_Excerpted passage_
Opinion
No. 33710.
October 23, 1939. Suggestion of Error Overruled November 20, 1939.
MUNICIPAL CORPORATIONS.
In action on bearer bonds issued by municipality, pleas that title to bonds was not in plaintiff but in another were insufficient where pleas contained no allegation of mala fides of plaintiff or that municipality had a defense to the bonds against the one alleged to be the owner thereof which could not be set up against plaintiff (Code 1930, sec. 2707).
APPEAL from the circuit court of Smith county; HON.E.M. LANE, Judge.
Currie Currie, of Hattiesburg, for appellant.
The pleas of the appellant which were stricken from the file averred, in legal effect, that neither of the banks had possession of said bonds and coupons and that possession of the same had been removed from said banks, and both of them by the receiverships, and further averred, in legal effect, that the possession of said bonds and coupons was in the Chancery Court of Smith County, Mississippi, and further averred, in legal effect, that the custody or possession of said bonds and coupons by P.H. Gardiner, the receiver of The Peoples Bank of Mize, was, in legal effect, in the possession of the Chancery Court of Smith County, Mississippi, and that the said receiver, P.H. Gardiner, could not dispossess the Chancery Court of Smith County, Mississippi of said bonds and coupons without the order or decree of the Chancery Court of Smith County, Mississippi, authorizing him to part with possession of the same.

_Exercise requirements_
Reproduce the court opinion excerpt above word for word, in full.

_Supplied data_
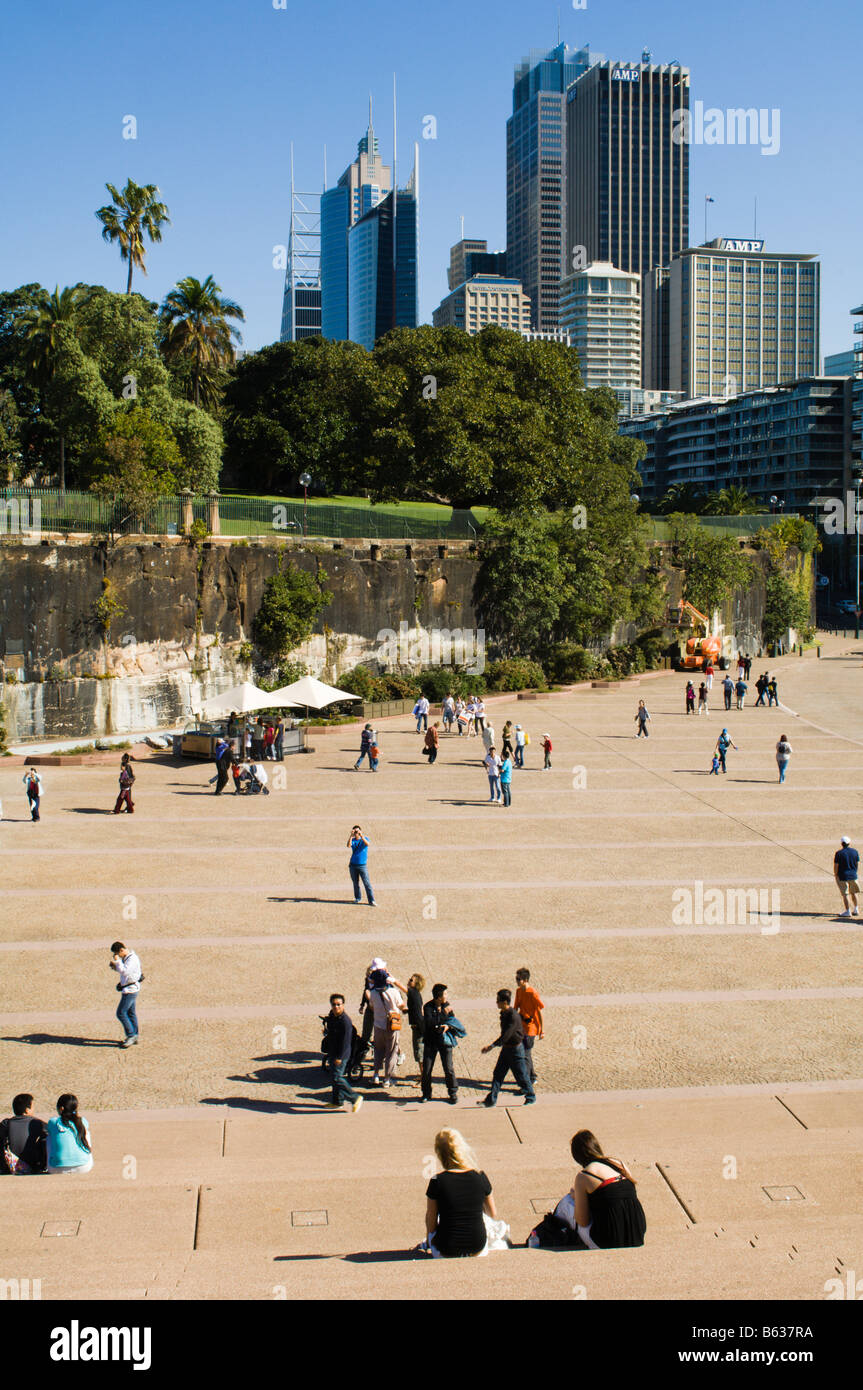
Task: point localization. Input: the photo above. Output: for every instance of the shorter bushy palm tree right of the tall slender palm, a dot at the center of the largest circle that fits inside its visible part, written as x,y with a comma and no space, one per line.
195,327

_Response for this exercise_
Opinion
No. 33710.
October 23, 1939. Suggestion of Error Overruled November 20, 1939.
MUNICIPAL CORPORATIONS.
In action on bearer bonds issued by municipality, pleas that title to bonds was not in plaintiff but in another were insufficient where pleas contained no allegation of mala fides of plaintiff or that municipality had a defense to the bonds against the one alleged to be the owner thereof which could not be set up against plaintiff (Code 1930, sec. 2707).
APPEAL from the circuit court of Smith county; HON.E.M. LANE, Judge.
Currie Currie, of Hattiesburg, for appellant.
The pleas of the appellant which were stricken from the file averred, in legal effect, that neither of the banks had possession of said bonds and coupons and that possession of the same had been removed from said banks, and both of them by the receiverships, and further averred, in legal effect, that the possession of said bonds and coupons was in the Chancery Court of Smith County, Mississippi, and further averred, in legal effect, that the custody or possession of said bonds and coupons by P.H. Gardiner, the receiver of The Peoples Bank of Mize, was, in legal effect, in the possession of the Chancery Court of Smith County, Mississippi, and that the said receiver, P.H. Gardiner, could not dispossess the Chancery Court of Smith County, Mississippi of said bonds and coupons without the order or decree of the Chancery Court of Smith County, Mississippi, authorizing him to part with possession of the same.